╔══
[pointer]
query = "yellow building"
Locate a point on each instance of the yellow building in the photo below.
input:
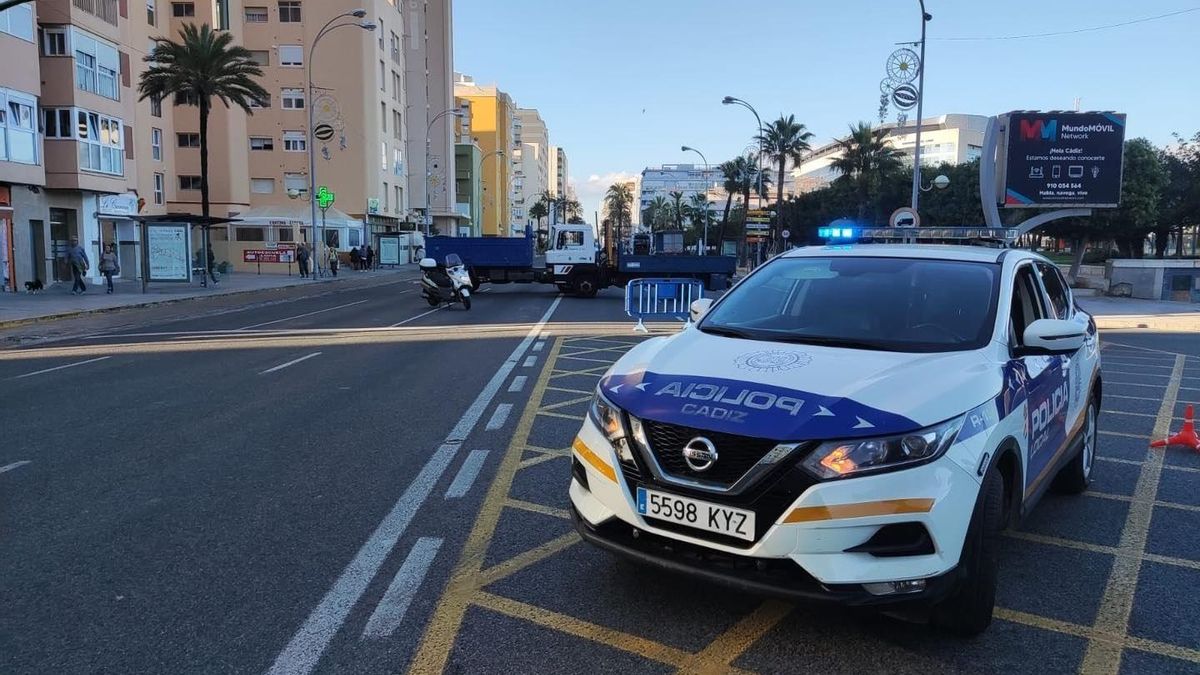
(490, 123)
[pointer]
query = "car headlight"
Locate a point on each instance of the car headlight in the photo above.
(838, 459)
(607, 417)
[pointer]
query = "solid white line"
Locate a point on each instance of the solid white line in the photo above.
(293, 362)
(306, 314)
(390, 613)
(61, 366)
(304, 651)
(499, 417)
(419, 316)
(467, 475)
(15, 465)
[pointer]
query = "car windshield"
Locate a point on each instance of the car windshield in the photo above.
(889, 304)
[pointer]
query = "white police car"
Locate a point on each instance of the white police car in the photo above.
(847, 423)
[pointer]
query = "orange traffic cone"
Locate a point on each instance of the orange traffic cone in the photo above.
(1187, 436)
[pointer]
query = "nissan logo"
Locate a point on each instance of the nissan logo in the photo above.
(700, 453)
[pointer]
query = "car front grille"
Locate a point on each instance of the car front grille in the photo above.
(736, 454)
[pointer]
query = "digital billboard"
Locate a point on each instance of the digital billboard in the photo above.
(1062, 159)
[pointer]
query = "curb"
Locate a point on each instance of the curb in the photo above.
(53, 317)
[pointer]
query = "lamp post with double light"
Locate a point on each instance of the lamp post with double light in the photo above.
(331, 25)
(689, 149)
(429, 154)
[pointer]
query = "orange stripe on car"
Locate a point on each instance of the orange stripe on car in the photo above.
(598, 464)
(863, 509)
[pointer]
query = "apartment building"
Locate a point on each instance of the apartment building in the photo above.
(81, 154)
(953, 138)
(558, 177)
(491, 123)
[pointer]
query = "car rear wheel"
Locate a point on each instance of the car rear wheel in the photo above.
(1077, 475)
(967, 610)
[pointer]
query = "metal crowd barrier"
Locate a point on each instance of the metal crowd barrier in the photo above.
(666, 298)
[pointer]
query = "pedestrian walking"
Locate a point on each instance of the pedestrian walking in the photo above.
(108, 266)
(78, 260)
(303, 260)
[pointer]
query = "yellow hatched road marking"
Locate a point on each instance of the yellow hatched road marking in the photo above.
(1116, 605)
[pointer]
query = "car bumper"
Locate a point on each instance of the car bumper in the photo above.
(805, 549)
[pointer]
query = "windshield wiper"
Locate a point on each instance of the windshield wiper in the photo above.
(726, 332)
(833, 342)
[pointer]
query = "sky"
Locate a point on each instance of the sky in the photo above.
(622, 84)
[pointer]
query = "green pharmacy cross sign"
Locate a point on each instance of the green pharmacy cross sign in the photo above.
(324, 197)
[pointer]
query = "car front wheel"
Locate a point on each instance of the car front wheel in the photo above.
(967, 610)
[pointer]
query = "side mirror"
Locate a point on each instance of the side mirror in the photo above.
(1053, 336)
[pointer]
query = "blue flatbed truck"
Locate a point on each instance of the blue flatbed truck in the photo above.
(574, 262)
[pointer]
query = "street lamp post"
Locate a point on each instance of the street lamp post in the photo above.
(687, 149)
(318, 237)
(921, 100)
(429, 154)
(731, 100)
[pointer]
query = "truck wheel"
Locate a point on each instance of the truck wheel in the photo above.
(586, 286)
(967, 610)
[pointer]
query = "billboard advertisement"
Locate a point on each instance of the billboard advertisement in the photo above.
(1062, 159)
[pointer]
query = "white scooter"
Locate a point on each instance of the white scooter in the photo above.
(448, 282)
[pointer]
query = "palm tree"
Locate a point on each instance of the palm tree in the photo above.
(619, 199)
(785, 139)
(865, 159)
(677, 208)
(203, 65)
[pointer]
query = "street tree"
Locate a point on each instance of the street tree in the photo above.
(865, 160)
(784, 141)
(203, 65)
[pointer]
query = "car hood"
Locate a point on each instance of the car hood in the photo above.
(796, 392)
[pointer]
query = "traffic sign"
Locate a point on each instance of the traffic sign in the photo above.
(904, 216)
(323, 131)
(324, 197)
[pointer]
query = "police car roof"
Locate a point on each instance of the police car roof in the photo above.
(930, 251)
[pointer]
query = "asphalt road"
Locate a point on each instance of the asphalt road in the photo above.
(185, 494)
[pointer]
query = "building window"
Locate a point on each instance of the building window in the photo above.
(54, 42)
(57, 123)
(291, 55)
(293, 99)
(18, 22)
(289, 11)
(101, 143)
(294, 142)
(18, 127)
(295, 181)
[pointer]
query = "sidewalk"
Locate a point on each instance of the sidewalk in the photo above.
(1129, 312)
(57, 302)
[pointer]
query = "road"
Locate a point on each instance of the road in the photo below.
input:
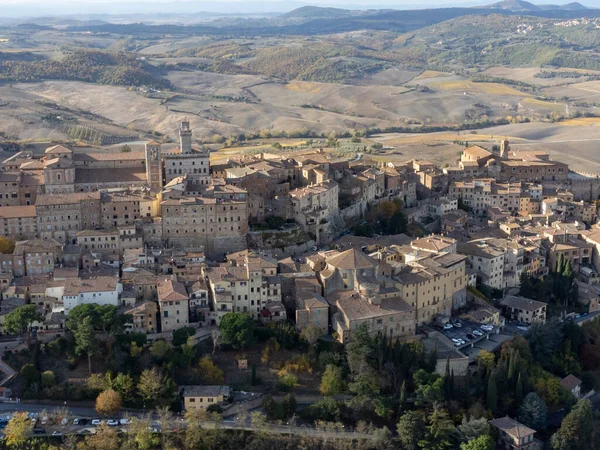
(175, 423)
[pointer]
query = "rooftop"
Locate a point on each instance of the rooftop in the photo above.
(512, 427)
(522, 303)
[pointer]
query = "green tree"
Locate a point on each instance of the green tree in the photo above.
(181, 335)
(429, 387)
(332, 381)
(289, 405)
(492, 394)
(17, 430)
(108, 402)
(519, 390)
(30, 375)
(533, 412)
(85, 340)
(160, 350)
(473, 428)
(440, 432)
(20, 320)
(577, 429)
(150, 384)
(485, 442)
(411, 430)
(124, 384)
(48, 379)
(237, 330)
(210, 372)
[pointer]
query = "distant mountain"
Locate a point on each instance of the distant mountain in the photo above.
(575, 6)
(314, 12)
(524, 6)
(514, 5)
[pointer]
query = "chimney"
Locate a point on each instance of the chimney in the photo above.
(185, 137)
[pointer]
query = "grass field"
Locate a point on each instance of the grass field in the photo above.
(305, 87)
(582, 121)
(431, 74)
(488, 88)
(535, 103)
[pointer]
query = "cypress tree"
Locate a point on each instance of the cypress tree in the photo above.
(403, 394)
(519, 391)
(492, 394)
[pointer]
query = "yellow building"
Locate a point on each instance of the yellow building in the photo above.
(202, 397)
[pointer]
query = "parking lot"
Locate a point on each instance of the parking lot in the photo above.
(465, 331)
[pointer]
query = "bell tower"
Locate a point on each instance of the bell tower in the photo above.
(154, 175)
(504, 148)
(185, 137)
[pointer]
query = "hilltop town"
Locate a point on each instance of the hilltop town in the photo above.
(331, 276)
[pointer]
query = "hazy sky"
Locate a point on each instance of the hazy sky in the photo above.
(37, 8)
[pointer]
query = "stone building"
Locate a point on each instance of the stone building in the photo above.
(173, 302)
(187, 160)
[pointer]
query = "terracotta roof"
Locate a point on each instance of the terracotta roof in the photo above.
(36, 245)
(512, 427)
(57, 199)
(57, 150)
(352, 259)
(433, 243)
(11, 212)
(522, 303)
(570, 382)
(112, 156)
(76, 286)
(119, 174)
(170, 290)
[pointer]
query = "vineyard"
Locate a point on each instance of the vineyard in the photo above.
(93, 136)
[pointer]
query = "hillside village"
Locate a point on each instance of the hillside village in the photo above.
(457, 260)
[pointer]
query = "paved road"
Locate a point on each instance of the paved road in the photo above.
(177, 423)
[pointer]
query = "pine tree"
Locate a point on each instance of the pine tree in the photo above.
(492, 394)
(567, 281)
(533, 412)
(403, 394)
(519, 390)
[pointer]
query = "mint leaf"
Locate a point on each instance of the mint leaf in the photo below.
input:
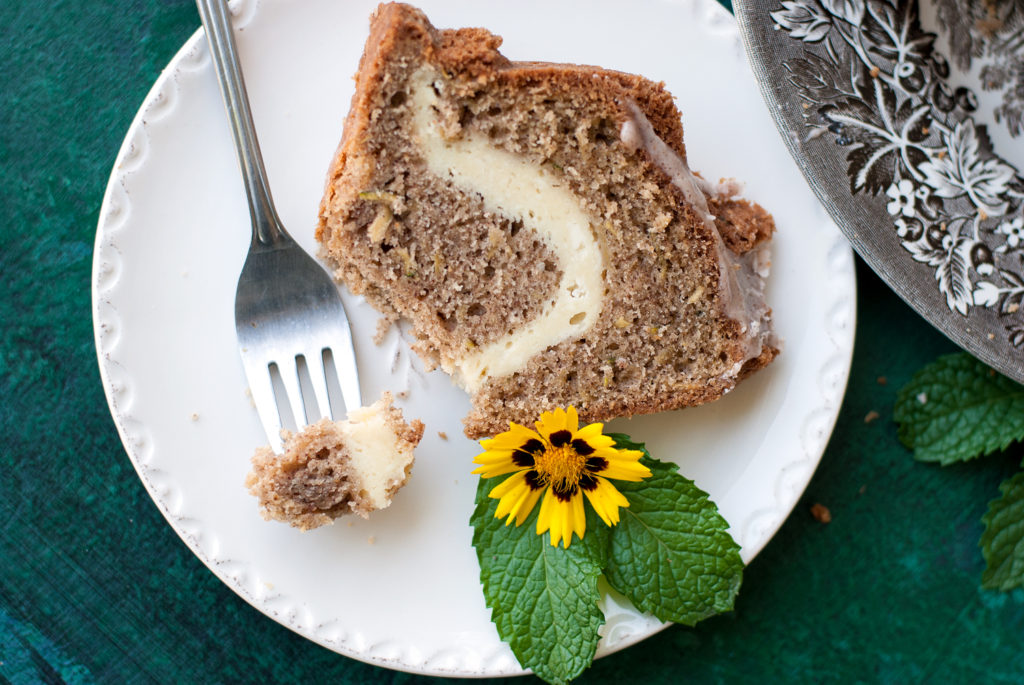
(1003, 542)
(956, 409)
(543, 599)
(671, 553)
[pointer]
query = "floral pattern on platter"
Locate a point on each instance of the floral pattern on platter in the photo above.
(870, 77)
(992, 32)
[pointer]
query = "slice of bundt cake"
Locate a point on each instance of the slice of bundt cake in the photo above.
(334, 468)
(540, 227)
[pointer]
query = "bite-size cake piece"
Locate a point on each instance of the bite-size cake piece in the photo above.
(332, 468)
(541, 228)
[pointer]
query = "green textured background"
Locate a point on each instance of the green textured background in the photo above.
(94, 587)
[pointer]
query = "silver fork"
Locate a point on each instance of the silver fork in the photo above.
(288, 311)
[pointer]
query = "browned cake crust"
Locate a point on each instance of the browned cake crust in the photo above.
(419, 247)
(314, 481)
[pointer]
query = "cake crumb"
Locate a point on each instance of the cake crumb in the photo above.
(324, 472)
(821, 513)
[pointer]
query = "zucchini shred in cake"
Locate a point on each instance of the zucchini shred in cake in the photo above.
(540, 227)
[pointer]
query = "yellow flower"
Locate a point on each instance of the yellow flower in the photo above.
(560, 462)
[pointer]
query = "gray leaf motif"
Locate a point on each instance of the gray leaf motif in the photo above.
(849, 10)
(806, 20)
(952, 277)
(960, 169)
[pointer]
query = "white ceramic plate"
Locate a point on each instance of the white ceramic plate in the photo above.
(401, 590)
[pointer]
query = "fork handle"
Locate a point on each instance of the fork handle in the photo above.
(267, 229)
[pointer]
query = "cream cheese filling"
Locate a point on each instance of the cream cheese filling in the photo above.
(527, 193)
(374, 452)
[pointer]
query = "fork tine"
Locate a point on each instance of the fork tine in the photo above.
(348, 374)
(289, 369)
(261, 390)
(317, 377)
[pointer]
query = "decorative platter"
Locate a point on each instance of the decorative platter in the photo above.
(401, 590)
(907, 120)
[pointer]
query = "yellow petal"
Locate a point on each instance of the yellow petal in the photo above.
(544, 517)
(509, 484)
(579, 516)
(516, 502)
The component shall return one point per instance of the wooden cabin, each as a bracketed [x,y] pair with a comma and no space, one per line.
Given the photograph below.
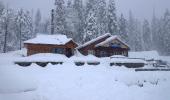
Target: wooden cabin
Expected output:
[105,46]
[58,44]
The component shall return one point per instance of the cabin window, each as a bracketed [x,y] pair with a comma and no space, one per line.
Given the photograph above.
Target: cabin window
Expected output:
[92,52]
[58,50]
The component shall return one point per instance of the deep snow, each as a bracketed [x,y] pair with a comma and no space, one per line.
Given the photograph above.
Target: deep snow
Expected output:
[70,82]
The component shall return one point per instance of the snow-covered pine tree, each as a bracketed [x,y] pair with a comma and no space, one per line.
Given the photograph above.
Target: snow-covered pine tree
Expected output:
[37,21]
[79,17]
[166,32]
[24,26]
[147,41]
[102,17]
[7,28]
[90,20]
[59,20]
[70,19]
[154,31]
[2,7]
[112,18]
[134,33]
[123,28]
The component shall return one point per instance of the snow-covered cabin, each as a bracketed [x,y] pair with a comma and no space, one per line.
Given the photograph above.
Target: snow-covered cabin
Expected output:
[105,46]
[59,44]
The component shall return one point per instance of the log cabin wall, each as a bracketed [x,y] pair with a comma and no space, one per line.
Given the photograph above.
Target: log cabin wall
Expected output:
[109,51]
[84,50]
[48,48]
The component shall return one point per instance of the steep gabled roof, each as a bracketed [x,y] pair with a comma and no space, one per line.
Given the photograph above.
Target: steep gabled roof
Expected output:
[94,40]
[49,39]
[111,39]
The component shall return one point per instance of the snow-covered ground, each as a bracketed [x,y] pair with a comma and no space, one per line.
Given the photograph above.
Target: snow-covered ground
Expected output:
[70,82]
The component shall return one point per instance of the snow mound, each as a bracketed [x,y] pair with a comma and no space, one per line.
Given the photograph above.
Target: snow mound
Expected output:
[145,55]
[127,60]
[14,80]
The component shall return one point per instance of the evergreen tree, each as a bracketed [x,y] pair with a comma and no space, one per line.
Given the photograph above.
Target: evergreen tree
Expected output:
[101,17]
[123,28]
[60,21]
[70,19]
[37,21]
[134,33]
[7,28]
[24,26]
[91,20]
[166,32]
[79,17]
[147,36]
[112,18]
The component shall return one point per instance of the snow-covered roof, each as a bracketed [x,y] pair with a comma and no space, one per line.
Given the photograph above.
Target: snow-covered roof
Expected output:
[94,40]
[145,54]
[107,40]
[111,39]
[49,39]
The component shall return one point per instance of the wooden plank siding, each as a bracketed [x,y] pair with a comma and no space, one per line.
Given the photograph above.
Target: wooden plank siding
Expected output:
[123,50]
[48,48]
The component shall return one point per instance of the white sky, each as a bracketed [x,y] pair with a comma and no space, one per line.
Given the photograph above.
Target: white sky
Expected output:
[140,8]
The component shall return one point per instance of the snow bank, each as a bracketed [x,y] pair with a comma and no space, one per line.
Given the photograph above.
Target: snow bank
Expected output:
[88,58]
[43,57]
[49,39]
[14,80]
[145,55]
[69,82]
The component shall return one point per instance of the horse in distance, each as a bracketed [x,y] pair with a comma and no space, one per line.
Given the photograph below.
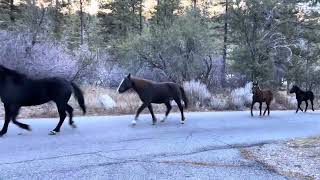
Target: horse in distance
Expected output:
[302,96]
[17,90]
[155,92]
[261,96]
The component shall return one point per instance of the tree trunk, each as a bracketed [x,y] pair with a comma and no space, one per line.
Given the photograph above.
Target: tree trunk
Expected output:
[194,2]
[12,18]
[140,18]
[81,22]
[225,39]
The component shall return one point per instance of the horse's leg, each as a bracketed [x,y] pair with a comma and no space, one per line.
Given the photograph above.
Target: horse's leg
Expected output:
[300,107]
[252,104]
[15,112]
[306,106]
[63,115]
[178,101]
[141,108]
[299,103]
[70,112]
[154,119]
[312,104]
[7,119]
[265,109]
[169,107]
[260,107]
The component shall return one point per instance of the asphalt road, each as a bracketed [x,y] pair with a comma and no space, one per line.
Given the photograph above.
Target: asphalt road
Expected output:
[108,147]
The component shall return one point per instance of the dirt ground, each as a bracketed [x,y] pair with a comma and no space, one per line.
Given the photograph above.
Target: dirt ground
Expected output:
[298,158]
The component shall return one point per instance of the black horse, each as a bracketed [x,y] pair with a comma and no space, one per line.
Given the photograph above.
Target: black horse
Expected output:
[17,90]
[154,92]
[261,96]
[302,96]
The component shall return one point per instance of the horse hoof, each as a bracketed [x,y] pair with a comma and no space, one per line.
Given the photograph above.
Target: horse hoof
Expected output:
[133,123]
[52,133]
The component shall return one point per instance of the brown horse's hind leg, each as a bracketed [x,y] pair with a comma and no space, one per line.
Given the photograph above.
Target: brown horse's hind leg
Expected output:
[264,113]
[70,112]
[141,108]
[306,106]
[260,107]
[178,101]
[169,107]
[252,104]
[63,115]
[14,120]
[6,123]
[154,119]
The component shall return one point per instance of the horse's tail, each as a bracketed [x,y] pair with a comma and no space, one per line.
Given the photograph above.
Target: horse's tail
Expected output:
[78,94]
[184,97]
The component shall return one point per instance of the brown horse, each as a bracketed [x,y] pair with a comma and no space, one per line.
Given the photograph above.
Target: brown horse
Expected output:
[154,92]
[260,97]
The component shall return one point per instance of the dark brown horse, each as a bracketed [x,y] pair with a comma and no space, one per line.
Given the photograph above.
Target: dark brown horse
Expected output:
[260,97]
[302,96]
[154,92]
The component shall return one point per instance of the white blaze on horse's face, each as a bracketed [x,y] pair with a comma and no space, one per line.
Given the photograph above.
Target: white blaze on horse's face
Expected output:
[120,85]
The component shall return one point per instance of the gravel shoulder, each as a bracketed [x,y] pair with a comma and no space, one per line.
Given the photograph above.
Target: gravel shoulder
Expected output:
[298,158]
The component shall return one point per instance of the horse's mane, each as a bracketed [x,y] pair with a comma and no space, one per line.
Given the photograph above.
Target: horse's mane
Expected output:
[136,79]
[11,72]
[297,87]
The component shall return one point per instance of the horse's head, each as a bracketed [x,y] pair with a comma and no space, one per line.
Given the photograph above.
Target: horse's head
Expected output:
[294,89]
[125,84]
[255,87]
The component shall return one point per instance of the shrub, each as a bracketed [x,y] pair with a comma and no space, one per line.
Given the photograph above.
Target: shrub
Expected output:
[219,102]
[241,97]
[197,93]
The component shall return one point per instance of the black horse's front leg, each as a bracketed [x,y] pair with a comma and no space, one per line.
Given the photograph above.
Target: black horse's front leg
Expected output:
[6,124]
[306,106]
[252,104]
[260,107]
[141,108]
[299,104]
[154,119]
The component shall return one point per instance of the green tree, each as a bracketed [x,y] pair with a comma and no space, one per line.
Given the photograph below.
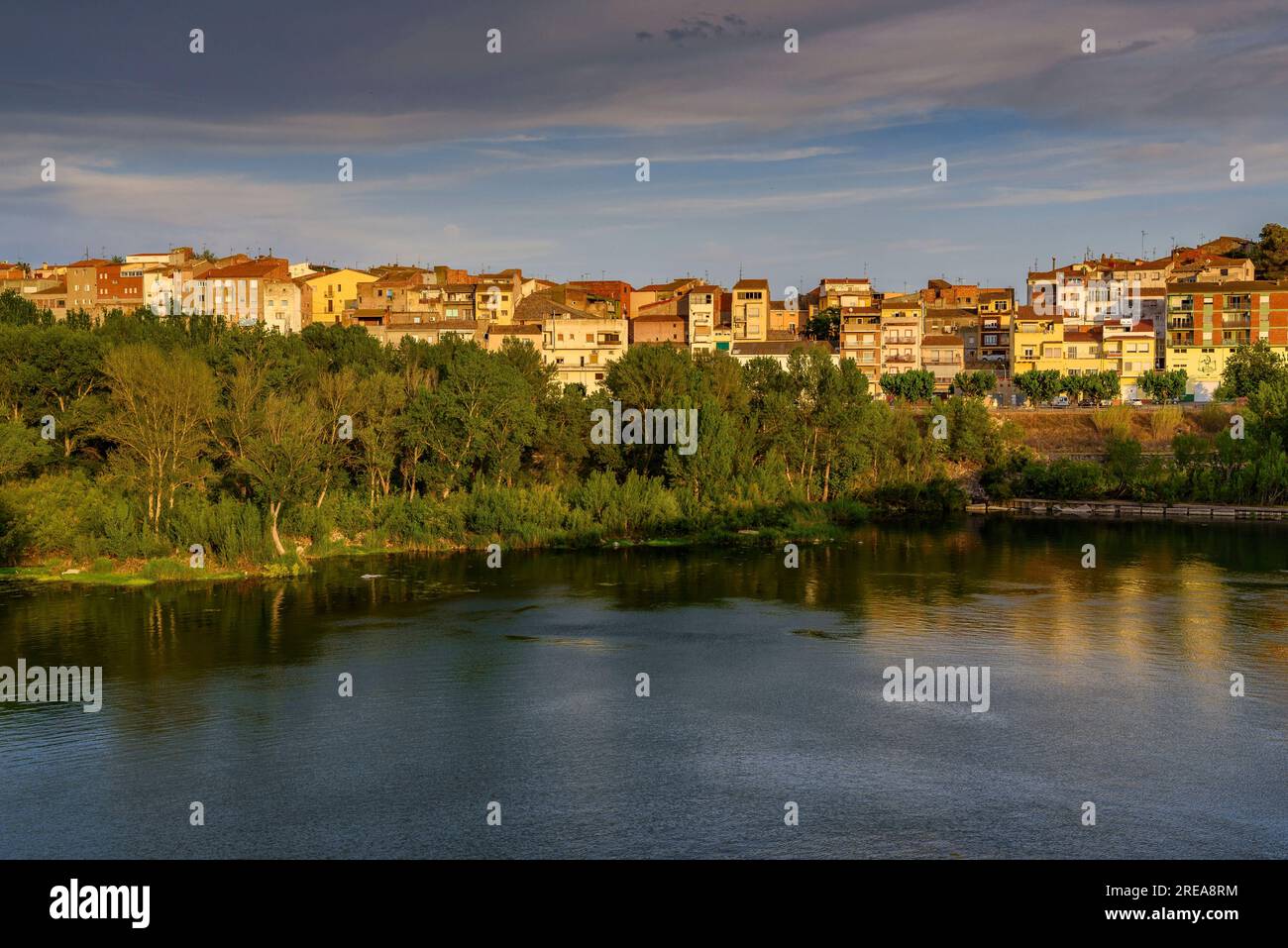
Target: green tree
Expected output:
[913,385]
[1247,368]
[974,384]
[1163,386]
[1270,253]
[1039,385]
[158,416]
[283,454]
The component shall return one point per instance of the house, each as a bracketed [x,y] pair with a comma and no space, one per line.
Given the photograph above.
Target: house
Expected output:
╚══
* [TASK TO COMPLETE]: Look through the listing and return each line containing the word "face".

* [RESULT FOR THIS TASK]:
The component shall return one point per instance of the white blaze on horse's face, each as a bracketed [x,y] pair with a comma and no space, one per line.
Target: white blaze on horse's face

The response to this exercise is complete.